*Tugas A*: Menurut kutipan tentang hutan desa Segamai dan Serapung, berapa luas hutan desa yang izin pencadangannya telah disahkan bagi kedua desa itu?
*Tugas B*: Lanjutkan kutipan tentang hutan desa Segamai dan Serapung, mulai setelah kalimat terakhirnya.

*Kutipan Terpilih*:
:::::
Jerih payah masyarakat Desa Segamai dan Serapung, Kabupaten Pelalawan Riau yang selama tiga tahun terakhir didampingi LSM Yayasan Mitra Insani untuk memperoleh hak kelola legal terhadap hutan akhirnya mulai berbuah. Izin pencadangan hutan desa seluas sekitar 4.000 hektar bagi dua desa terpencil itu kini telah disahkan dan diserahterimakan.
“Dahulu kita banyak memberikan izin ke perusahaan, terus rakyatnya dimana. Rakyatnya tidak kebagian. Karena itu kebijakan ini kita koreksi. Saya sudah cadangkan 600 ribu hektar untuk hutan tanaman rakyat. Jadi kalau ada kawasan hutan, kita bagi kepada rakyat untuk dikelola untuk tanam karet, sehingga masyarakat kita memiliki pendapatan dan penghasilan yang lebih sehingga anak-anaknya bisa sekolah,” demikian kata Zulkifli Hasan, Menteri Kehutanan dalam sambutannya di Desa Segamai, Senin 29 Juli 2013. Mendengar pernyataan ini, masyarakat sontak bertepuk tangan senang.
:::::
*Data Hasil Ekstraksi*:
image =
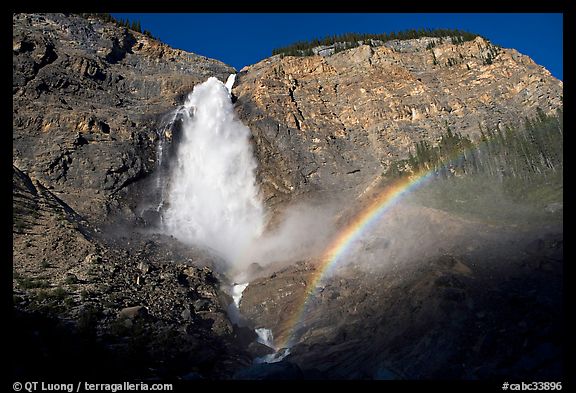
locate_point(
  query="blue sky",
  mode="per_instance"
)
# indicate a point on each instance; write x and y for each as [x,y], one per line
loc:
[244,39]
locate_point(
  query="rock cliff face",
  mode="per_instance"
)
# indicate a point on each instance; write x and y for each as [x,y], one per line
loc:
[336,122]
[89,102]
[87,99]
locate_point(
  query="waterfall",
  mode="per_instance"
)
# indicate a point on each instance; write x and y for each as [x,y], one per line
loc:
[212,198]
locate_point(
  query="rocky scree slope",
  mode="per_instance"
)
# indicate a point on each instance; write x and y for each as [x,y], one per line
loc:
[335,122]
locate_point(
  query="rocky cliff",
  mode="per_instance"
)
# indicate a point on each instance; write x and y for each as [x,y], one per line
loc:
:::::
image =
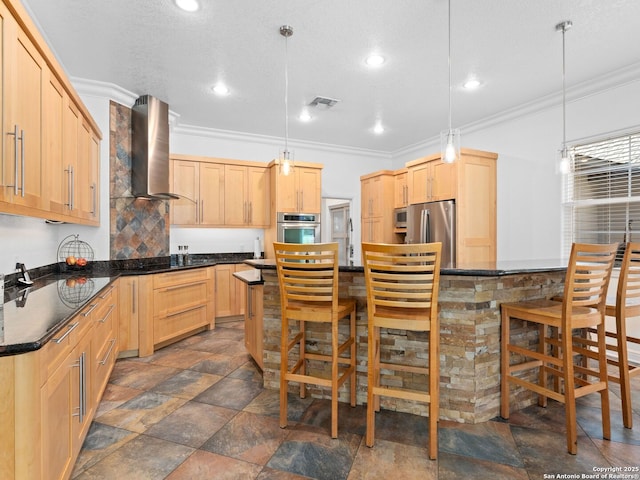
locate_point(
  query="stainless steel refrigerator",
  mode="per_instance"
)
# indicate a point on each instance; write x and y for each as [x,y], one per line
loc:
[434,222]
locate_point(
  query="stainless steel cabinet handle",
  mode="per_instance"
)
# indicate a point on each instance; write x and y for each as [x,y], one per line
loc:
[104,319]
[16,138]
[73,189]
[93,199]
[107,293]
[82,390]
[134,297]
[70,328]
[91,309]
:::::
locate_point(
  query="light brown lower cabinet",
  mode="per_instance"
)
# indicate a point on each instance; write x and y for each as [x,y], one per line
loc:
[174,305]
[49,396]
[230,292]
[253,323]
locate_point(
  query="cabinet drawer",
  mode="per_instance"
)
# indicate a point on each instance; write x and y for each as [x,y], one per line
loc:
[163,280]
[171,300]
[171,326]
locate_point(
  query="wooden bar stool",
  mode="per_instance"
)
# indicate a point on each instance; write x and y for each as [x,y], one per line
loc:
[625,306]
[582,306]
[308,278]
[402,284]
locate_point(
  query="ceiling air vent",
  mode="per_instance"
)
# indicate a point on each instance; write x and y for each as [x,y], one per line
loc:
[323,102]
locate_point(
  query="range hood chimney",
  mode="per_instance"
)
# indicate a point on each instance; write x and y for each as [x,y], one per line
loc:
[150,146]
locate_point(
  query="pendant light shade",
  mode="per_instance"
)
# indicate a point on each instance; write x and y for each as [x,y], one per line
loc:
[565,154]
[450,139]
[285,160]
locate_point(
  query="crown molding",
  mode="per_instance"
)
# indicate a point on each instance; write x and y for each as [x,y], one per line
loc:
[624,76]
:::::
*Jawaban Tertulis A*: Sekitar 4.000 hektar.

*Jawaban Tertulis B*:
Bagi 277 kepala keluarga Desa Segamai, kehadiran sang menteri kemarin adalah hari yang bersejarah mengingat tidak pernah sebelumnya pejabat setingkat gubernur, apalagi sekelas menteri mengunjungi desa mereka yang berada di ujung Sungai Kampar.
Menanggapi serah terima ini, Ridwan, Kepala Desa Segamai mengatakan bahwa pengakuan hak atas Hutan Desa ini akan secara nyata mendorong upaya peningkatan kesejahteraan masyarakat sambil dapat menjaga hutan tetap lestari.
Bagi Yayasan Mitra Insani dan LSM pendukunganya seperti Jikalahari, Telapak dan Greenpeace, Hutan Desa berarti adanya peluang bagi masyarakat untuk meningkatkan kesejahteraan dengan cara memanfaatkan hutan dan isinya secara sah seperti sumber pendapatan produk non kayu.
Namun Hutan Desa bukan saja soal kesejahteraan masyarakat, tetapi juga diharapkan mampu melindungi dan mendorong penyelamatan lansekap hutan Semenanjung Kampar yang sebagiannya kini menghadapi deforestasi oleh perusahaan-perusahaan.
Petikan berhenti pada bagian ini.